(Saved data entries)
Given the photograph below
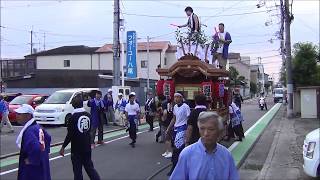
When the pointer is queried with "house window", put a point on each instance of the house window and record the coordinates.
(66, 63)
(144, 64)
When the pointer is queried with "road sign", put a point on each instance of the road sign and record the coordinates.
(131, 54)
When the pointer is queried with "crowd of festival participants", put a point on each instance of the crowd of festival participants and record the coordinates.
(189, 136)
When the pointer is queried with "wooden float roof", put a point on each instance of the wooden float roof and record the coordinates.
(190, 66)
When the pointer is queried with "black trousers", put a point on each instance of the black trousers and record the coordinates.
(83, 159)
(175, 157)
(132, 130)
(100, 130)
(149, 120)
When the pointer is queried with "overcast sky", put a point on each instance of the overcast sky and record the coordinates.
(90, 23)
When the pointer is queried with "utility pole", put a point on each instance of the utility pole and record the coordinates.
(44, 41)
(0, 55)
(288, 60)
(148, 63)
(282, 48)
(116, 43)
(31, 43)
(122, 28)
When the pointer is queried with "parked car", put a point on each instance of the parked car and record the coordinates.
(32, 99)
(57, 109)
(311, 151)
(10, 96)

REQUEST: Pictures stay out; repeat all the rest of the records exactly.

TASK ANSWER:
Given the photograph below
When the pointer is queried with "house window", put a point on each instance of the house window and record the coordinates.
(66, 63)
(144, 64)
When the pointer is queried with "road sign", put a point on each instance of the road sign and record the coordinates.
(131, 54)
When the pointer is queried with "crowd of festival participants", put a point on each instance of the crowd of festival participants and record the coordinates.
(189, 136)
When the pointer is queried with "wooden float roof", put a point on each instance of the wooden float roof and record the coordinates.
(190, 66)
When the pointer is queried with "black trousers", put a point on each instance of the black trousers and record the coordinates.
(83, 159)
(175, 157)
(132, 130)
(100, 130)
(149, 120)
When the pointer is queried with "overcast sky", put a point on each instance of the overcast sky and record the coordinates.
(90, 23)
When the pointer is queried with "utility pole", put a point on each instance of the utility pole and record the coordinates.
(44, 41)
(0, 55)
(288, 60)
(148, 63)
(282, 48)
(116, 43)
(31, 43)
(122, 28)
When the pointer is queried with "parked car", put a point on each instance of the parked car and record the coordinates.
(32, 99)
(57, 109)
(311, 151)
(10, 96)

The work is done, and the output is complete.